#### WORK ORDER:
Copy the entries below exactly, but only from the line containing "Query: white cloud" through the final line.
══════════
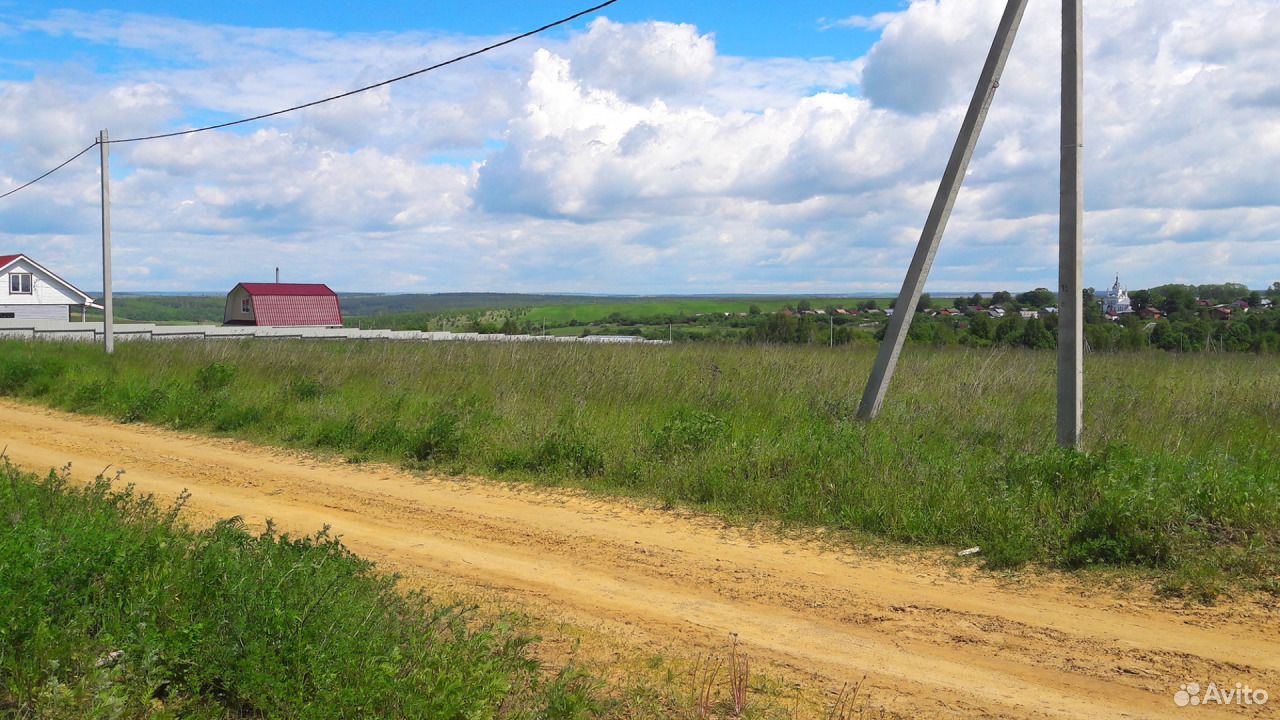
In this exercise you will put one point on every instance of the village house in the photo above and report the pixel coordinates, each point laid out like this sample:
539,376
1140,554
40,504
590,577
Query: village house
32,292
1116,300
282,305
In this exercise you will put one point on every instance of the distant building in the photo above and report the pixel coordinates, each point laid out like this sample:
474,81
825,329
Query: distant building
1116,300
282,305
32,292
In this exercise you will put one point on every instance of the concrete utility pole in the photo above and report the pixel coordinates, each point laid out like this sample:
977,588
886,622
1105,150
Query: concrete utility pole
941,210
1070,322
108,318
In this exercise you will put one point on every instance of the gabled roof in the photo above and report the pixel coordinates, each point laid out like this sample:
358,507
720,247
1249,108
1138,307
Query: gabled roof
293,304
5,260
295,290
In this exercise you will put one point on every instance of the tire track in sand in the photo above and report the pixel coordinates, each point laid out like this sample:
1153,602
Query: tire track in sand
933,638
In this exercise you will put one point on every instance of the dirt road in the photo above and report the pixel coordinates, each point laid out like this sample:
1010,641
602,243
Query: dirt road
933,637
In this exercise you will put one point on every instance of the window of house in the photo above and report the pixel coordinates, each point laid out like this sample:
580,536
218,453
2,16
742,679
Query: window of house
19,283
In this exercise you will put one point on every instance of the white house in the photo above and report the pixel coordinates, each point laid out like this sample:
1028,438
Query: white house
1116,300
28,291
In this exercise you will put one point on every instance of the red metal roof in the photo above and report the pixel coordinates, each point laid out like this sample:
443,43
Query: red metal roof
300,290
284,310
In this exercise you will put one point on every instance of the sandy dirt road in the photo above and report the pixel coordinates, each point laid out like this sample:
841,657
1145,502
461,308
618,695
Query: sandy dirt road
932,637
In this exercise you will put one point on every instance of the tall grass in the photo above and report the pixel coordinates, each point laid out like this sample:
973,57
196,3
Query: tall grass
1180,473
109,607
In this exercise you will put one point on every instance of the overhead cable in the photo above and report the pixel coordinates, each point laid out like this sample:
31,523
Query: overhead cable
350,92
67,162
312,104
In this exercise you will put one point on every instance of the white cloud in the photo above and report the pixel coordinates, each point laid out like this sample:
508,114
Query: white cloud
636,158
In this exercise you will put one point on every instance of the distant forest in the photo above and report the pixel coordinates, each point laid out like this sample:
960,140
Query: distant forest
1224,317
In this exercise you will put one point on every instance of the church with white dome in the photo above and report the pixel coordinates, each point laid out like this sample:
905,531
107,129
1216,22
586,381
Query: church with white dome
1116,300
══════════
#### ANSWER SPACE:
Query: white cloud
636,158
In this exercise you will put one point on every instance of the distant forest in the photo above and report the pixel coordinates, each point laid out like this sample:
960,140
Query: distant forest
1224,317
In this exercise you will put one point on every instance of the church with white dome in the photo above and report the pixel coordinates, each point laid out like this sample:
905,531
107,129
1216,22
586,381
Query: church with white dome
1116,300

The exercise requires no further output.